WORK TO COMPLETE: Recast the material from the line containing "Tag the mown" through the last line as a Markdown table with the columns No. and Text, one numbered row per line, skipping blank lines and leaving out the pictures.
>> begin TASK DATA
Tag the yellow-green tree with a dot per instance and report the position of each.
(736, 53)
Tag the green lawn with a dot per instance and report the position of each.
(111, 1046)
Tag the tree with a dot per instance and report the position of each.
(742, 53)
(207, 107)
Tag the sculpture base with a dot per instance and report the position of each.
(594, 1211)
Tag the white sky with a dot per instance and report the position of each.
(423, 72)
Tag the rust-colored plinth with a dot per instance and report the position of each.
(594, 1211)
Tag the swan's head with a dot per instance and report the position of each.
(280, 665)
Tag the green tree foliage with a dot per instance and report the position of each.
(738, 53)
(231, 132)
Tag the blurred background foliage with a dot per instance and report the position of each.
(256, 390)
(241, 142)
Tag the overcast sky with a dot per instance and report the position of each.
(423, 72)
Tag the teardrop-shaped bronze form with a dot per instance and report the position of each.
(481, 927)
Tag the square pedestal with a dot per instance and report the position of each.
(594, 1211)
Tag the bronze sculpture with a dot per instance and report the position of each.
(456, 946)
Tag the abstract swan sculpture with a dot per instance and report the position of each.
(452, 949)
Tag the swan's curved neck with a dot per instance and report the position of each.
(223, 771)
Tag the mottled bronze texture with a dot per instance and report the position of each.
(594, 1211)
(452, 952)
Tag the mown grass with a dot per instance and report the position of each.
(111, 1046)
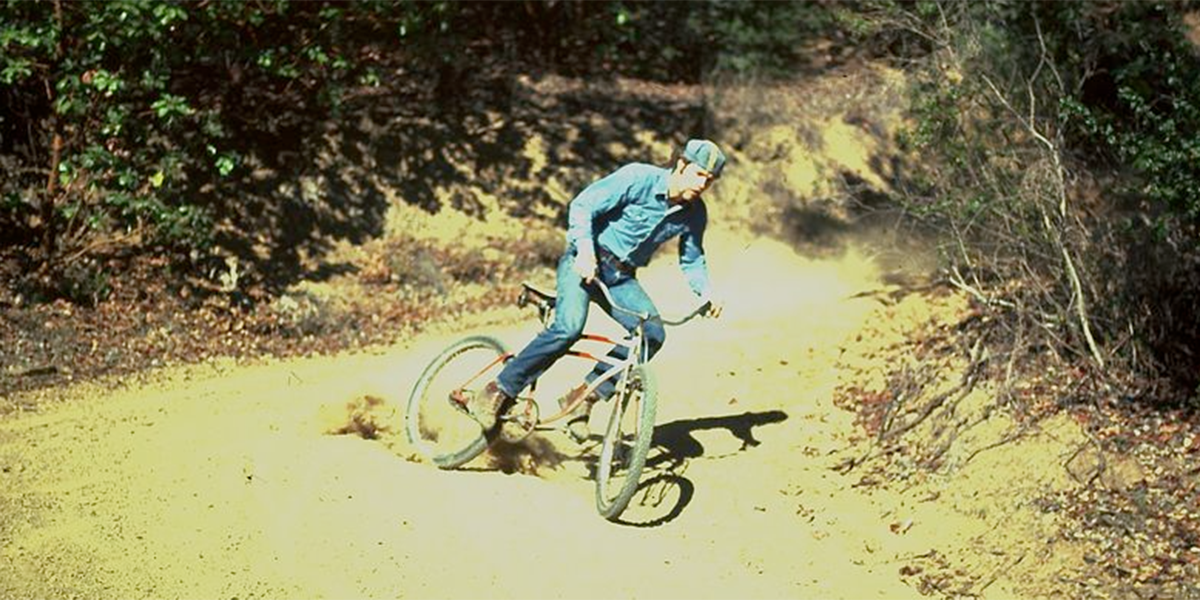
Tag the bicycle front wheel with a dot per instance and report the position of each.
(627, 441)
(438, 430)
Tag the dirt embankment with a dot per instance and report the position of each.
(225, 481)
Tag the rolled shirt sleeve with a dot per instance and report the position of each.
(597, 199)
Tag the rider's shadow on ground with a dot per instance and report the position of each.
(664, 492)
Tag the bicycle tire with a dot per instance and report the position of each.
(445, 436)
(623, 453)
>> end TASK DATA
RESULT:
| No. | Text |
|---|---|
| 1 | Tag the mown grass with a dot per instance and report the position of each. |
| 2 | (111, 1046) |
| 3 | Tag the bicycle front wheel with a dot per instance and report the position of each. |
| 4 | (627, 441) |
| 5 | (438, 430) |
| 6 | Tag the dirt embankment with a dot per instance and report the position of each. |
| 7 | (225, 481) |
| 8 | Tag the rolled shirt sleeve with a dot per instance and report the position of each. |
| 9 | (597, 199) |
| 10 | Tag the rider's shadow on ground with a dot per instance and report the position of each. |
| 11 | (664, 492) |
| 12 | Tag the bicycle tire with a dot per instance and report the position of each. |
| 13 | (445, 436) |
| 14 | (623, 453) |